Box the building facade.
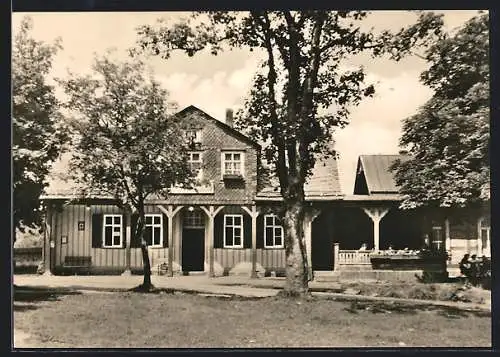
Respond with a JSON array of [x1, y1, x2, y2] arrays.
[[41, 106, 490, 278]]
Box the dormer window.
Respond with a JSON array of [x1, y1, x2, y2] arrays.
[[185, 129, 202, 149]]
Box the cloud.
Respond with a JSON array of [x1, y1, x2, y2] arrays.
[[333, 70, 433, 193], [155, 57, 261, 120], [15, 11, 477, 195]]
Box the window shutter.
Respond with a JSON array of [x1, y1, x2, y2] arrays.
[[256, 214, 264, 249], [214, 214, 224, 248], [243, 214, 252, 249], [92, 214, 103, 248], [131, 214, 141, 248], [122, 214, 127, 248], [163, 214, 169, 248]]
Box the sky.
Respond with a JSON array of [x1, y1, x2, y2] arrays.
[[12, 10, 480, 194]]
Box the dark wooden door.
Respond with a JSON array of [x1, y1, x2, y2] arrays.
[[182, 228, 205, 271], [312, 211, 335, 270]]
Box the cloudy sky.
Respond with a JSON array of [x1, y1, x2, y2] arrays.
[[12, 10, 480, 193]]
·····
The final stretch of the listing, from the line containing "Box the cloudy sky." through its last line, both included, is to be output exactly and by itself.

Box the cloudy sky.
Respond with a JSON array of [x1, y1, x2, y2] arrays.
[[12, 10, 480, 193]]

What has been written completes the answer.